YOUR INSTRUCTIONS: Can you gather every line of the data below that contains the string "horse"? Case counts.

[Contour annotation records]
....
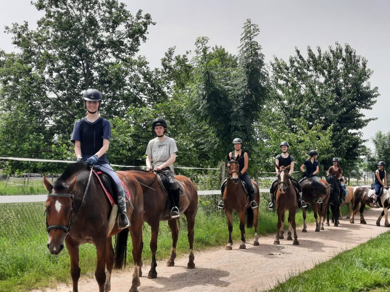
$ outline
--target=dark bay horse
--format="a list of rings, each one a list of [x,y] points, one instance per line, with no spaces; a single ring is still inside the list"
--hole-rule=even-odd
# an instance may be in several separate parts
[[[348,209],[348,214],[346,217],[347,219],[349,219],[352,216],[351,210],[353,207],[353,203],[354,201],[354,196],[353,195],[354,187],[347,187],[347,194],[345,196],[345,201],[343,202],[342,204],[340,204],[340,208],[339,209],[339,218],[341,219],[342,217],[342,214],[341,213],[341,206],[342,205],[347,205],[347,208]]]
[[[340,222],[339,221],[339,212],[340,207],[339,200],[341,198],[342,191],[339,187],[339,184],[336,180],[336,178],[332,174],[326,177],[326,182],[329,184],[330,187],[330,192],[329,193],[328,203],[326,205],[326,226],[329,226],[329,209],[332,211],[332,222],[333,222],[333,226],[338,226]]]
[[[349,220],[349,222],[354,223],[354,217],[357,212],[357,208],[360,203],[360,223],[361,224],[367,224],[364,219],[365,208],[366,205],[368,205],[371,207],[373,207],[372,195],[375,193],[375,190],[371,189],[371,186],[363,186],[361,187],[357,187],[355,188],[354,192],[354,202],[353,207],[352,208],[352,215]],[[376,203],[379,206],[382,207],[383,210],[380,215],[379,215],[378,220],[376,221],[376,225],[380,225],[380,220],[384,216],[384,226],[385,227],[390,227],[390,223],[387,219],[387,215],[388,209],[390,208],[390,192],[388,190],[385,188],[382,189],[382,192],[380,196],[377,199]]]
[[[233,217],[232,214],[233,211],[236,211],[240,215],[240,230],[241,230],[241,244],[239,248],[245,249],[245,215],[246,214],[246,227],[251,228],[255,227],[255,240],[253,245],[259,245],[259,238],[257,235],[258,217],[259,216],[259,207],[252,209],[250,208],[249,197],[244,190],[242,181],[239,179],[238,174],[240,170],[240,165],[238,162],[239,155],[237,155],[235,159],[231,159],[228,155],[228,172],[229,177],[226,181],[226,187],[224,191],[222,199],[225,204],[225,212],[228,219],[228,229],[229,230],[229,241],[225,247],[225,249],[230,250],[233,246],[232,239],[232,231],[233,231]],[[256,182],[252,180],[255,188],[255,200],[258,206],[260,201],[259,186]]]
[[[143,169],[131,169],[119,171],[123,175],[131,174],[140,183],[144,192],[144,220],[150,225],[152,237],[150,240],[150,249],[152,251],[152,262],[148,278],[157,278],[156,270],[157,261],[156,251],[157,249],[157,237],[160,227],[160,221],[168,220],[168,225],[171,229],[172,236],[172,250],[171,256],[166,266],[175,266],[176,257],[176,246],[179,237],[179,218],[171,219],[170,212],[166,212],[166,206],[168,195],[164,189],[162,188],[157,173],[153,171]],[[198,211],[198,190],[193,183],[187,177],[184,176],[175,176],[179,188],[181,189],[179,201],[180,213],[184,214],[187,219],[187,237],[189,243],[189,255],[187,269],[193,269],[193,239],[195,216]],[[140,269],[141,274],[142,271]]]
[[[301,180],[302,185],[302,198],[311,205],[314,218],[316,219],[316,231],[324,230],[324,221],[326,212],[326,206],[330,194],[330,187],[326,181],[319,180],[316,182],[311,178]],[[302,209],[303,217],[303,228],[302,232],[307,232],[306,208]]]
[[[276,166],[277,171],[277,184],[276,185],[276,209],[277,213],[277,231],[273,244],[280,244],[279,239],[284,238],[284,224],[286,211],[289,211],[288,232],[287,240],[292,240],[291,227],[294,230],[294,245],[299,245],[298,236],[296,234],[295,213],[296,213],[296,191],[290,180],[289,170],[285,166]],[[303,208],[304,209],[304,208]]]
[[[138,291],[139,271],[142,265],[142,224],[144,213],[142,189],[136,180],[129,176],[119,176],[130,193],[133,210],[127,203],[127,217],[130,226],[119,230],[114,216],[109,226],[112,204],[107,199],[99,179],[85,163],[69,164],[52,186],[44,176],[49,191],[45,212],[48,241],[47,247],[52,254],[58,254],[64,248],[64,241],[70,257],[70,273],[73,291],[78,291],[79,246],[93,244],[96,248],[95,277],[99,292],[111,288],[111,272],[114,265],[120,268],[126,262],[126,248],[130,230],[134,262],[131,292]],[[114,205],[116,206],[116,205]],[[112,237],[118,234],[115,253]],[[105,270],[106,269],[106,271]],[[97,289],[96,289],[97,290]]]

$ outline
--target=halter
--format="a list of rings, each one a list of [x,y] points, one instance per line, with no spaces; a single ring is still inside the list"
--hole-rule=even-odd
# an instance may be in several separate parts
[[[60,229],[62,230],[63,230],[65,231],[65,237],[66,237],[66,236],[68,235],[68,233],[69,233],[70,231],[70,228],[72,227],[72,224],[74,222],[74,220],[76,219],[76,216],[77,216],[77,214],[78,214],[78,212],[80,211],[80,209],[81,208],[81,206],[82,205],[82,202],[84,201],[84,198],[86,196],[86,194],[87,194],[87,191],[88,190],[88,188],[90,186],[90,183],[91,182],[91,179],[92,177],[92,171],[93,170],[93,166],[91,167],[91,171],[90,171],[90,176],[88,178],[88,182],[87,183],[87,186],[86,187],[86,189],[84,191],[84,193],[82,194],[82,197],[81,198],[81,202],[80,203],[80,206],[78,206],[78,209],[77,209],[77,211],[76,212],[76,214],[74,214],[74,216],[72,217],[72,212],[73,210],[73,206],[74,206],[74,196],[72,194],[49,194],[47,195],[47,197],[68,197],[70,198],[70,199],[72,200],[72,208],[70,209],[70,212],[69,212],[69,221],[68,222],[68,225],[67,226],[64,226],[61,225],[49,225],[48,223],[47,223],[47,216],[46,216],[46,231],[48,232],[50,230],[55,229]]]

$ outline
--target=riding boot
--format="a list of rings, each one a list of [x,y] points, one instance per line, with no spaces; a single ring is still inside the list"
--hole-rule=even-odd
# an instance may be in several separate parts
[[[121,189],[118,194],[118,206],[119,207],[119,211],[120,212],[118,218],[118,228],[119,229],[127,228],[130,226],[130,223],[126,213],[126,198],[123,189]],[[119,222],[120,217],[121,218],[120,224]]]
[[[269,203],[268,204],[268,206],[267,207],[267,208],[268,208],[269,210],[273,210],[274,208],[273,193],[269,193],[269,198],[271,201],[269,202]]]
[[[179,201],[180,201],[180,190],[177,189],[172,190],[172,195],[173,195],[174,207],[171,210],[171,218],[176,218],[180,216],[179,212]]]
[[[305,201],[302,199],[302,192],[298,194],[298,207],[300,208],[305,208],[308,207]]]
[[[249,197],[250,199],[250,208],[253,209],[255,209],[258,207],[259,206],[258,206],[256,201],[255,200],[255,193],[250,193],[249,194]]]

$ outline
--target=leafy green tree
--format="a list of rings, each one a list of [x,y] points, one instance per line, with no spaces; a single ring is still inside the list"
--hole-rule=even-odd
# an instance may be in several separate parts
[[[375,120],[364,119],[360,110],[371,109],[379,95],[377,88],[371,87],[367,61],[349,45],[343,48],[337,43],[324,53],[318,47],[317,54],[308,47],[307,58],[297,48],[295,52],[288,64],[277,57],[271,63],[281,118],[295,134],[294,118],[306,120],[309,129],[331,127],[332,149],[320,154],[320,161],[326,168],[338,156],[343,170],[353,169],[364,142],[359,131]]]

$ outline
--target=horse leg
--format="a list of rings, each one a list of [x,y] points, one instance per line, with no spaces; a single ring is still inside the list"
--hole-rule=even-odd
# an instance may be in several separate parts
[[[175,266],[175,259],[176,258],[176,247],[177,246],[177,240],[179,238],[179,226],[177,220],[168,220],[168,225],[171,229],[171,233],[172,236],[172,250],[171,251],[171,256],[166,262],[166,267],[173,267]]]
[[[259,203],[258,203],[259,205]],[[259,243],[259,237],[257,235],[257,225],[258,225],[258,217],[259,217],[259,208],[253,209],[253,226],[255,227],[255,239],[253,241],[253,245],[254,246],[258,246],[260,244]]]
[[[361,201],[361,203],[360,206],[360,209],[359,211],[360,211],[360,224],[367,224],[367,222],[366,222],[366,220],[364,219],[364,215],[363,215],[363,212],[364,212],[364,208],[366,207],[366,203],[364,203],[363,201]]]
[[[156,261],[156,251],[157,250],[157,237],[158,236],[158,229],[159,228],[159,222],[158,220],[154,220],[153,223],[150,223],[152,229],[152,237],[150,239],[150,250],[152,251],[152,262],[150,264],[150,270],[148,273],[148,279],[155,279],[157,277],[157,272],[156,267],[157,263]]]
[[[240,212],[240,230],[241,230],[241,244],[240,249],[245,249],[246,247],[245,245],[245,211]]]
[[[112,238],[107,239],[106,244],[105,255],[105,284],[104,284],[104,291],[108,292],[111,290],[111,272],[113,271],[114,265],[114,249],[113,248]]]
[[[233,218],[232,218],[232,212],[228,211],[225,209],[225,214],[226,218],[228,219],[228,230],[229,230],[229,240],[228,244],[225,246],[226,250],[232,250],[233,248],[233,240],[232,239],[232,231],[233,231]]]
[[[302,229],[302,232],[308,232],[306,225],[306,208],[302,209],[302,216],[303,217],[303,228]]]

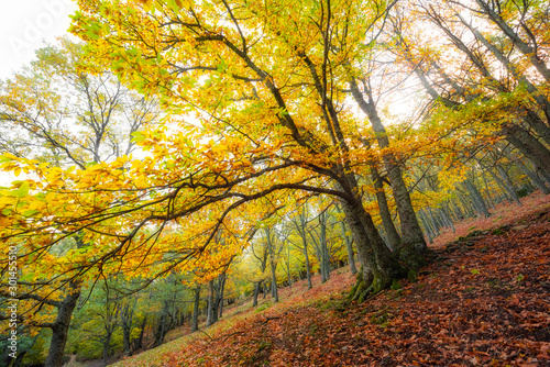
....
TASK SOLUTION:
--target=dark bay horse
--target=horse leg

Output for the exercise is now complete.